§ **Provided text**
In the event of the termination of the employment of a Participant by the Bank or by an Affiliate of the Bank without Cause during the term of an Option (unless the Participant otherwise remains, or at approximately the same time becomes, an employee of the Bank or an Affiliate of the Bank), all otherwise Exercisable Options held by the Participant on the date of termination of employment may be exercised by him within 90 days of the date of such termination of employment or such cessation, as applicable, without extension by or consideration of any period of reasonable notice of termination of employment under contract, common law, civil law, or Bank policy, even if it is determined that such notice was required for the lawful termination of employment, after which date such Options shall be cancelled and terminated. Any other Options held by a Participant on the date of any such termination of employment without Cause shall be immediately cancelled and terminated.

 

3.8

For the purposes of this Plan, the CEO shall conclusively determine whether or not a Participant (other than the CEO) has retired, is subject to a Permanent Disability or has terminated employment, has been terminated for Cause or without Cause, and the effective date of such event. With respect to the CEO, any such determination shall be made by the Board. Any such determination may be made by the Board or the CEO, as applicable, in accordance with any requirements of applicable employment standards legislation, as amended or replaced, and without extension by or consideration of any period of reasonable notice of termination of employment under contract, common law, civil law, or any policy or practice of the Bank or its Affiliates, even if it is determined that such notice was required for the lawful termination of employment, provided that in no case shall the effective date be earlier than the Participant’s last day of active employment with the Bank or its Affiliates.

 

3.9      (a)

By accepting an Award under this Plan, and irrespective of whether or not an Award is subsequently forfeited, cancelled or settled in accordance with its terms the Participant acknowledges and agrees that the covenants and conditions set forth in this section are reasonable and necessary to protect the interests of the Bank and its Affiliates (including the goodwill of the Business) due to sensitive nature of the Participant’s position, including the Participant’s access to Confidential Information, and the Bank and/or its Affiliates will suffer irreparable harm if they are violated. By accepting an Award under this Plan, the Participant also irrevocably waives all rights, remedies or defenses to the strict enforceability of such covenants and conditions.

§ **Given instruction a**
Condense the paragraph of the plan excerpt beginning "For the purposes of this Plan" into a short bulleted list that keeps its main facts.

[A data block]
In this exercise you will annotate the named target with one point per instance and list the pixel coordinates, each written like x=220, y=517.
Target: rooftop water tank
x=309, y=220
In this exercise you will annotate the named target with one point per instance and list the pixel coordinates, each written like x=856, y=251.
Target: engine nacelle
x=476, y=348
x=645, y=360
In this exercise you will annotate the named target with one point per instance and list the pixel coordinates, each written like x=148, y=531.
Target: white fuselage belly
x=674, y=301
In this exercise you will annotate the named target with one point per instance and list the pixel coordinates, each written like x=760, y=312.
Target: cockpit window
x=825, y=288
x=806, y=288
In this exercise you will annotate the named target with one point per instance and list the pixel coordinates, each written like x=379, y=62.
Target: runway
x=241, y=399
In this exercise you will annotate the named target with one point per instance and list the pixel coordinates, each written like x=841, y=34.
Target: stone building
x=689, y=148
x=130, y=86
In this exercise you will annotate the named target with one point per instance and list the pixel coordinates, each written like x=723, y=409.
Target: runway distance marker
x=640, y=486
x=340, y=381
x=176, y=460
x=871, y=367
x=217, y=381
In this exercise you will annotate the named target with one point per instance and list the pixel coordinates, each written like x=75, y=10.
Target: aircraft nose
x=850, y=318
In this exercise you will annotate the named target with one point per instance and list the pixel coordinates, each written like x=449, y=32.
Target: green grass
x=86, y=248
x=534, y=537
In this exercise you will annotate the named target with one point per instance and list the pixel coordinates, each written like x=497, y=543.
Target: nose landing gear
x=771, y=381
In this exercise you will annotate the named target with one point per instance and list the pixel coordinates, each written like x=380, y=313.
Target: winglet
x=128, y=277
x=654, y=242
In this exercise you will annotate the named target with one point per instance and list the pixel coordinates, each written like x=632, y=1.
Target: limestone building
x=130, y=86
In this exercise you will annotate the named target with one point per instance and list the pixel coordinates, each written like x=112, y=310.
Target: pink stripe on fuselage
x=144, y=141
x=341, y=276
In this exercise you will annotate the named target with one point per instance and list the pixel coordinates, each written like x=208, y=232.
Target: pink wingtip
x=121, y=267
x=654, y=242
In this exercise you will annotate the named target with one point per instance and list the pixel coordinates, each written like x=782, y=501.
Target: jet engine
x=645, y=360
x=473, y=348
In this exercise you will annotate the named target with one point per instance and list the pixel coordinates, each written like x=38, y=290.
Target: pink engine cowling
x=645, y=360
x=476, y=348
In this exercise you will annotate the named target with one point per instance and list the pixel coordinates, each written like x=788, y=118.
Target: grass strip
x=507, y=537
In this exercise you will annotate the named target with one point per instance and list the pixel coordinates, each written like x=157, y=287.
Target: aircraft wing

§ **Given instruction b**
Please increase every coordinate in the answers by 128, and reproduce only the lines of the listing in the stretch from the line containing "like x=449, y=32." through the line containing "x=534, y=537", requests included.

§ **Exercise output a**
- The CEO conclusively determines whether a Participant other than the CEO has retired, has a Permanent Disability, has terminated employment, or was terminated for Cause or without Cause. The CEO also sets the effective date of that event.
- For the CEO, the Board makes these determinations.
- The Board or the CEO may make a determination in accordance with applicable employment standards legislation, as amended or replaced.
- No period of reasonable notice under contract, common law, civil law, or any policy or practice of the Bank or its Affiliates extends or enters into a determination, even if such notice was required for lawful termination.
- The effective date is never earlier than the Participant's last day of active employment with the Bank or its Affiliates.

§ **Exercise output b**
In this exercise you will annotate the named target with one point per instance and list the pixel coordinates, each written like x=449, y=32.
Target: green grass
x=214, y=376
x=662, y=665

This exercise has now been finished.